▽

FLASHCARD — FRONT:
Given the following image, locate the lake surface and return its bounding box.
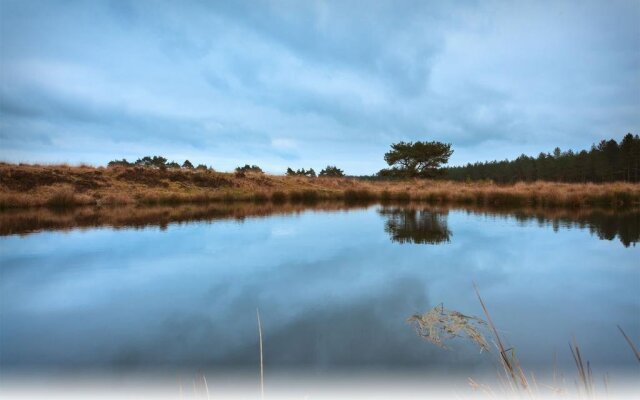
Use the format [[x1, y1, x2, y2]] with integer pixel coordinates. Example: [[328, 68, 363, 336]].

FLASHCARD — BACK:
[[1, 204, 639, 385]]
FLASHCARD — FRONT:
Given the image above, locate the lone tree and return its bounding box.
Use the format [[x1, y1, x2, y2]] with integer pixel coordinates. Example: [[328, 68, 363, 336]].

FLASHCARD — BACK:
[[382, 141, 453, 178]]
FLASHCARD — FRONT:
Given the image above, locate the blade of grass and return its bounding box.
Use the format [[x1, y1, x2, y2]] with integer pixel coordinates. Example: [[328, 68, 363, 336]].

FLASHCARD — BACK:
[[202, 374, 210, 400], [617, 324, 640, 362], [569, 338, 593, 398], [257, 308, 265, 400], [473, 282, 529, 392]]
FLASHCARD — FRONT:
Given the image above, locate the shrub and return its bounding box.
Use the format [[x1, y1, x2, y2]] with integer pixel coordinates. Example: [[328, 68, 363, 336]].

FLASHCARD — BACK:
[[135, 156, 167, 168], [182, 160, 194, 169], [46, 188, 80, 208], [107, 159, 132, 167], [236, 164, 263, 174], [319, 166, 345, 177], [286, 167, 316, 177]]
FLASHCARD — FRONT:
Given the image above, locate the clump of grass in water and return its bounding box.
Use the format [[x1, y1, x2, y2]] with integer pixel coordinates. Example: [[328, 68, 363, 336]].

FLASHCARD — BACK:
[[410, 284, 640, 398], [407, 303, 489, 352]]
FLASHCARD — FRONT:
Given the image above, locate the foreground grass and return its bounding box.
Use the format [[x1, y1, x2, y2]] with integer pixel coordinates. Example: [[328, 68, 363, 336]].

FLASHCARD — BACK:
[[1, 162, 639, 210], [409, 284, 640, 398]]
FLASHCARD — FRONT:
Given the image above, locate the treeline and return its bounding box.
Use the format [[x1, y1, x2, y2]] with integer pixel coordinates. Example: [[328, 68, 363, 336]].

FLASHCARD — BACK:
[[108, 156, 347, 178], [445, 133, 640, 183], [285, 166, 345, 177], [108, 156, 210, 170], [109, 133, 639, 183], [109, 157, 263, 175]]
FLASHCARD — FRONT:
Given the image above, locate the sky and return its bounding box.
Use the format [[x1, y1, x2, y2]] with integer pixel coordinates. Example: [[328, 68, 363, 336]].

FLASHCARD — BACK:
[[0, 0, 638, 175]]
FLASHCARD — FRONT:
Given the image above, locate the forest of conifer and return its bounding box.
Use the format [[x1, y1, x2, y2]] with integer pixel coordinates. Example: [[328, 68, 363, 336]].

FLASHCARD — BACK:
[[445, 133, 640, 183]]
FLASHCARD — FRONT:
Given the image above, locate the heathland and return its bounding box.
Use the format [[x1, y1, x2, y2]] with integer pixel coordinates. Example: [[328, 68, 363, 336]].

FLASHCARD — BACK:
[[1, 162, 639, 210]]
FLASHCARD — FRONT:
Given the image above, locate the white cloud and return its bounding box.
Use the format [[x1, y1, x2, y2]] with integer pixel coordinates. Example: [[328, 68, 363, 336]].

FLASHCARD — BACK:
[[0, 0, 638, 173]]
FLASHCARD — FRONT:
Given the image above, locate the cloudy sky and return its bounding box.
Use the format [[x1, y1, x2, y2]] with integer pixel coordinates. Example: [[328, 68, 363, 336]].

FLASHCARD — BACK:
[[1, 0, 638, 174]]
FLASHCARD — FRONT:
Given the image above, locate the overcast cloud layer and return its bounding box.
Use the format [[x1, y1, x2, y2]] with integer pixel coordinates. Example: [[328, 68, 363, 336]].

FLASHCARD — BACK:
[[1, 0, 638, 174]]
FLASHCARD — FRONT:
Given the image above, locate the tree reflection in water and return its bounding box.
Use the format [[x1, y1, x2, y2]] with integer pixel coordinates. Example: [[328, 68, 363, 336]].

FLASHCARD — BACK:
[[379, 207, 452, 244], [0, 203, 637, 247]]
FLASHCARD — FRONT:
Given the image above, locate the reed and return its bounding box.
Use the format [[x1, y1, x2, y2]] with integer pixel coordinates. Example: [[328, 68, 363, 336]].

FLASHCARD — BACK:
[[617, 325, 640, 363], [257, 308, 264, 400], [473, 283, 531, 393], [570, 338, 595, 398], [410, 284, 640, 398]]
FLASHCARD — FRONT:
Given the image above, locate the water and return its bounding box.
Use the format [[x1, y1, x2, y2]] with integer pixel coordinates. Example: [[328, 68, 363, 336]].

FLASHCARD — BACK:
[[0, 204, 638, 384]]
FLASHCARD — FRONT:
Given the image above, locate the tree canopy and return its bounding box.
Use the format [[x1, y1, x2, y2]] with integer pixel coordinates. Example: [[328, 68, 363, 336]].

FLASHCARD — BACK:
[[135, 156, 167, 168], [286, 167, 316, 177], [235, 164, 263, 174], [107, 156, 210, 171], [380, 141, 453, 178], [319, 165, 345, 177], [182, 160, 194, 169]]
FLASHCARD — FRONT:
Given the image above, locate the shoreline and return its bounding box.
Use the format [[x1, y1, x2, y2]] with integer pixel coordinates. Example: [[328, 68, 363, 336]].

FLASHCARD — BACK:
[[1, 202, 637, 243], [1, 163, 639, 210]]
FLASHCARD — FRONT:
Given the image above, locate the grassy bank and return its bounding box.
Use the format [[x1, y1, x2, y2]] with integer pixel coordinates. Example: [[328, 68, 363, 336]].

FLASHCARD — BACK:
[[1, 162, 639, 210]]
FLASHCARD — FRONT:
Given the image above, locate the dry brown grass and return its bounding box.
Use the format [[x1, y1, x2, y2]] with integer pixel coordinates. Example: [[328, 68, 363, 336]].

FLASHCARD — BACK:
[[1, 162, 639, 210]]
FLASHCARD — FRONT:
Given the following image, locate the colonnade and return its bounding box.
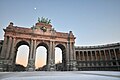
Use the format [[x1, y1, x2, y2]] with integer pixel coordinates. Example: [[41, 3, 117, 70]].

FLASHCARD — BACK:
[[75, 45, 120, 71], [76, 49, 120, 61]]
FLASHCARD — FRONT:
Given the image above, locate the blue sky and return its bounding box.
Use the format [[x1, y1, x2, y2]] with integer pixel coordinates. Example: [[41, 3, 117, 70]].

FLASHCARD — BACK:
[[0, 0, 120, 46]]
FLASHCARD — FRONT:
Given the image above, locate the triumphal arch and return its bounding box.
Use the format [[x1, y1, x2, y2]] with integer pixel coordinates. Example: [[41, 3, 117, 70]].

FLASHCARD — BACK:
[[0, 18, 77, 71]]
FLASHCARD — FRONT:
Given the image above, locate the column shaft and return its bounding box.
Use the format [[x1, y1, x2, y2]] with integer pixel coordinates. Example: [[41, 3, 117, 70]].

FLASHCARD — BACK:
[[1, 36, 8, 58], [95, 51, 98, 61], [91, 51, 93, 61], [91, 51, 94, 66], [113, 49, 117, 60], [47, 41, 52, 70], [66, 42, 69, 62], [104, 50, 107, 60], [99, 50, 102, 61], [33, 40, 36, 60], [29, 39, 33, 60], [52, 41, 55, 64], [86, 51, 89, 61], [70, 42, 73, 61], [113, 49, 119, 66], [83, 51, 85, 61], [72, 43, 76, 60], [27, 39, 36, 71], [78, 51, 80, 61], [6, 37, 12, 59], [10, 38, 16, 60], [108, 50, 112, 60], [66, 42, 70, 71]]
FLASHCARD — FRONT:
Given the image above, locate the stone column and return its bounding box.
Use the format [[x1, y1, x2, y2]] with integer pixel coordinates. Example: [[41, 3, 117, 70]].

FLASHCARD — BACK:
[[48, 41, 56, 71], [108, 50, 112, 60], [69, 42, 72, 70], [113, 49, 119, 67], [70, 42, 73, 61], [6, 38, 15, 71], [82, 51, 85, 67], [95, 51, 98, 61], [72, 43, 77, 71], [27, 39, 35, 71], [113, 49, 118, 60], [86, 51, 89, 61], [29, 39, 33, 60], [53, 42, 55, 64], [51, 41, 55, 71], [33, 40, 36, 69], [6, 37, 12, 59], [99, 50, 103, 66], [95, 51, 98, 66], [83, 51, 85, 61], [91, 51, 93, 66], [104, 50, 108, 66], [47, 41, 52, 71], [99, 51, 102, 60], [78, 51, 80, 61], [103, 50, 107, 60], [90, 51, 93, 61], [9, 38, 16, 61], [73, 44, 76, 60], [86, 51, 89, 66], [0, 36, 8, 58], [108, 50, 113, 66], [68, 42, 77, 71], [66, 42, 70, 71]]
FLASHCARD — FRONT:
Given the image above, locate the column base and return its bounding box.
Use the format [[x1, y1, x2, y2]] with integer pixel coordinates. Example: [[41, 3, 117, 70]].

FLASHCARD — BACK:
[[47, 64, 56, 71], [27, 67, 35, 71], [0, 59, 14, 72], [69, 60, 78, 71], [27, 59, 35, 71]]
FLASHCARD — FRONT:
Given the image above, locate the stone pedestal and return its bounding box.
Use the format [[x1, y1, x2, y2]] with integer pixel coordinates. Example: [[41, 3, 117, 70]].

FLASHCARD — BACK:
[[0, 60, 4, 71], [0, 59, 14, 71], [47, 59, 56, 71], [69, 60, 78, 71], [50, 65, 55, 71], [27, 60, 35, 71]]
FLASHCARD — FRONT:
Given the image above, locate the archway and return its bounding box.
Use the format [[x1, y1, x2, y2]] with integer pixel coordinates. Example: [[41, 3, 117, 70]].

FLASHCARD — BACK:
[[35, 46, 47, 70], [35, 42, 48, 71], [55, 44, 66, 71], [55, 47, 62, 64], [14, 41, 30, 71], [16, 45, 29, 66]]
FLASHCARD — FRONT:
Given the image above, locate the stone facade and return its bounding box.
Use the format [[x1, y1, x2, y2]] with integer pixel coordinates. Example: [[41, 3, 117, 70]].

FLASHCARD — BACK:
[[0, 22, 76, 71], [75, 43, 120, 71], [0, 22, 120, 71]]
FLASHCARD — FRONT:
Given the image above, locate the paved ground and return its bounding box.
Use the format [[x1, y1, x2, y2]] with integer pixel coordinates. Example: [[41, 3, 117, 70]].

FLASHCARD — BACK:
[[0, 71, 120, 80]]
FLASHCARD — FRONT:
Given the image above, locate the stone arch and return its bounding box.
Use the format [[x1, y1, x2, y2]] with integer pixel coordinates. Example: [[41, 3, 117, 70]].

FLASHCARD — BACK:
[[36, 42, 49, 49], [13, 40, 30, 64], [0, 22, 76, 71], [35, 42, 49, 70], [55, 43, 67, 71]]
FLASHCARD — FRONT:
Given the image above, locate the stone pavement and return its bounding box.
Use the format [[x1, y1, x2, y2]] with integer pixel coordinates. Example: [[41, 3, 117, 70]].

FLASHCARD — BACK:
[[0, 71, 120, 80]]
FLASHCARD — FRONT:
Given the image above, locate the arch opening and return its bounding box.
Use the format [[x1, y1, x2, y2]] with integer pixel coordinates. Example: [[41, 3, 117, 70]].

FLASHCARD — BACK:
[[14, 41, 30, 71], [55, 47, 62, 64], [35, 42, 48, 71], [55, 44, 66, 71]]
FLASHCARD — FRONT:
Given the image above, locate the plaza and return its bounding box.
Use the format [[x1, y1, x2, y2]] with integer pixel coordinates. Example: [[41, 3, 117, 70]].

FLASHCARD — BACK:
[[0, 71, 120, 80]]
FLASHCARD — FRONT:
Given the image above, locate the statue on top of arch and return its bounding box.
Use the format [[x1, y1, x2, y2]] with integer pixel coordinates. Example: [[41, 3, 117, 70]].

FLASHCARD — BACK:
[[38, 17, 51, 24], [31, 17, 52, 31]]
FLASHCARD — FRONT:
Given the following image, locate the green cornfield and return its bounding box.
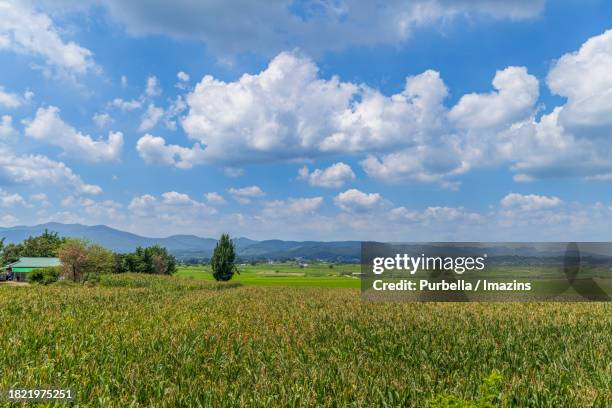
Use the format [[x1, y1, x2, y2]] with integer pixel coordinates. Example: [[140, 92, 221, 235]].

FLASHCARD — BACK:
[[0, 274, 610, 407]]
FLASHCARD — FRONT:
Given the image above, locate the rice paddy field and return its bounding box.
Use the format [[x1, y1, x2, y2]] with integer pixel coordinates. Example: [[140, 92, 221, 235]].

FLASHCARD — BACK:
[[1, 273, 611, 406]]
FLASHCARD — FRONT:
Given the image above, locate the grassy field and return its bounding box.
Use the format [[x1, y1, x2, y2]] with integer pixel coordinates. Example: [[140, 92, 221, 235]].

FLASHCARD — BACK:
[[1, 273, 610, 406], [176, 263, 361, 288]]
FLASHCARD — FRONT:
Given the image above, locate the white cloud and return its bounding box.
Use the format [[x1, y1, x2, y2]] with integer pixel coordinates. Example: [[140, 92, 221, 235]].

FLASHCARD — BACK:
[[30, 192, 48, 201], [177, 52, 542, 187], [62, 196, 123, 220], [500, 193, 562, 211], [0, 214, 18, 226], [0, 115, 17, 139], [182, 53, 450, 164], [0, 86, 22, 108], [547, 29, 612, 134], [163, 96, 187, 130], [139, 103, 164, 131], [390, 205, 482, 223], [205, 192, 226, 205], [93, 112, 113, 128], [0, 189, 27, 207], [0, 1, 97, 75], [421, 206, 482, 223], [177, 71, 189, 82], [228, 185, 265, 204], [334, 189, 382, 212], [145, 75, 161, 97], [24, 106, 123, 162], [120, 75, 128, 88], [262, 197, 323, 218], [449, 66, 539, 130], [223, 167, 244, 178], [110, 97, 142, 111], [298, 162, 356, 188], [127, 194, 156, 217], [128, 191, 215, 223], [136, 134, 206, 169], [30, 192, 50, 207], [360, 142, 467, 186], [0, 144, 101, 194]]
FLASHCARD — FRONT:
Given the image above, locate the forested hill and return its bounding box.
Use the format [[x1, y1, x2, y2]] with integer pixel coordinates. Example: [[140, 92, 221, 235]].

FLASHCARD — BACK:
[[0, 223, 361, 262]]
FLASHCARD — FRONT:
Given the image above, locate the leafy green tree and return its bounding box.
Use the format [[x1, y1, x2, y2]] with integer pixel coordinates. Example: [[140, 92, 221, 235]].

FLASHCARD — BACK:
[[58, 239, 114, 282], [21, 229, 65, 257], [211, 233, 239, 281], [86, 244, 115, 276], [112, 245, 177, 275], [58, 239, 90, 282], [1, 243, 23, 265], [0, 230, 66, 265]]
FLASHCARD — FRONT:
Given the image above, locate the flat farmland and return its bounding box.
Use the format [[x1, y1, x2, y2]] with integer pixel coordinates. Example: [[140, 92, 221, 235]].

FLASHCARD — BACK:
[[176, 263, 361, 288], [0, 274, 610, 407]]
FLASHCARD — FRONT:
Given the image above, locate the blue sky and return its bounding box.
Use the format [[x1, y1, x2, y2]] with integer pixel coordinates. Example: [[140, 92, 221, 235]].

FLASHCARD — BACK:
[[1, 0, 612, 240]]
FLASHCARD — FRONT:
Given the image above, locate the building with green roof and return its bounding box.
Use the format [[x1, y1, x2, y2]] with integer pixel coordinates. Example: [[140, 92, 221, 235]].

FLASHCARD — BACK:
[[3, 257, 61, 282]]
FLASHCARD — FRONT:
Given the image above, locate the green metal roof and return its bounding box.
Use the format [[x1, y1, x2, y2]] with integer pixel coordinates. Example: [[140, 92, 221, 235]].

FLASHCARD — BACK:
[[6, 257, 61, 268]]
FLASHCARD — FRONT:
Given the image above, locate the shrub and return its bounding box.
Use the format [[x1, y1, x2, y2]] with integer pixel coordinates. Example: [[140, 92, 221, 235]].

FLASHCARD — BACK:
[[28, 267, 60, 285]]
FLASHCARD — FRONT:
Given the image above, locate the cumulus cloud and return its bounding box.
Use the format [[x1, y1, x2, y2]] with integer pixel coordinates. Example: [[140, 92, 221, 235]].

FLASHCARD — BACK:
[[0, 1, 97, 75], [24, 106, 123, 162], [0, 189, 27, 207], [139, 103, 164, 131], [128, 191, 215, 223], [136, 134, 206, 169], [177, 51, 544, 186], [163, 96, 187, 130], [500, 193, 562, 211], [62, 196, 123, 220], [0, 214, 18, 226], [547, 29, 612, 134], [145, 75, 161, 97], [298, 162, 355, 188], [110, 97, 142, 111], [0, 115, 17, 139], [0, 86, 22, 108], [360, 142, 468, 186], [262, 197, 324, 218], [30, 192, 50, 207], [334, 189, 382, 212], [93, 112, 113, 128], [177, 71, 189, 82], [228, 186, 265, 204], [482, 30, 612, 182], [449, 66, 539, 130], [182, 53, 452, 164], [205, 192, 226, 205], [0, 144, 101, 194], [390, 205, 482, 224]]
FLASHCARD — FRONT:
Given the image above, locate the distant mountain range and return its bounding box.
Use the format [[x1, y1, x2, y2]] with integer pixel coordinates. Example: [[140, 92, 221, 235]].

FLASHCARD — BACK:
[[0, 223, 361, 262], [2, 223, 611, 263]]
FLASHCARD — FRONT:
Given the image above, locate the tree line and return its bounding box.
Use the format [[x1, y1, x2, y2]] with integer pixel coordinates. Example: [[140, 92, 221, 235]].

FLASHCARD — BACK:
[[0, 230, 177, 283]]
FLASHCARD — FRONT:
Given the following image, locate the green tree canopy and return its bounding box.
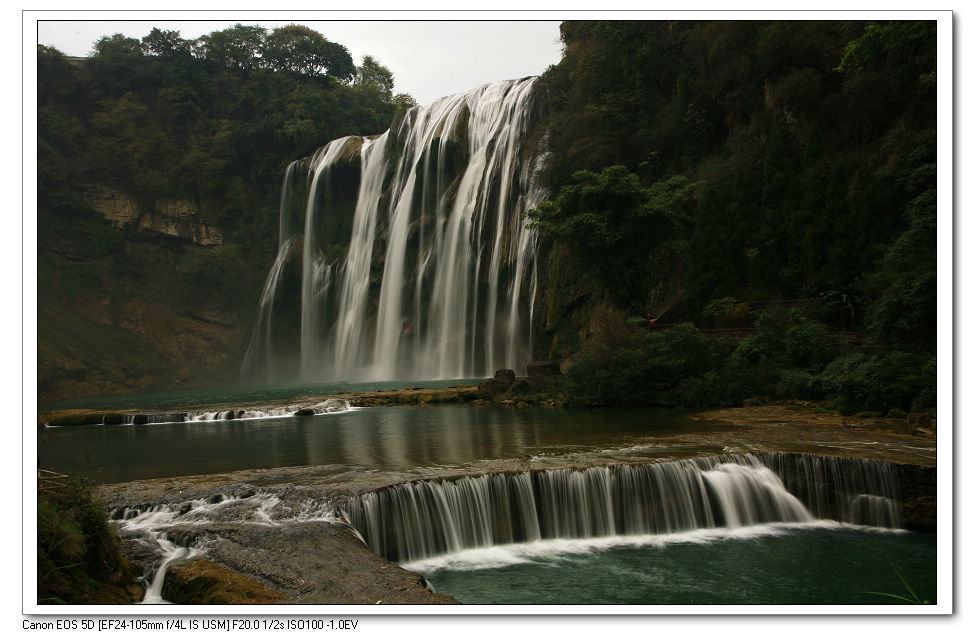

△

[TASK STATEMENT] Among the entries above, which lines include "following"? List them all.

[OUTPUT OF THE TASK]
Given the following image, locate the lake surface and return its bounding box.
Given the following image, locate the colonnade and return its bounding box.
Given the following image, locate the green cornfield and return its bounding box.
Given the following image, locate the green tree canopy and return its bounding box.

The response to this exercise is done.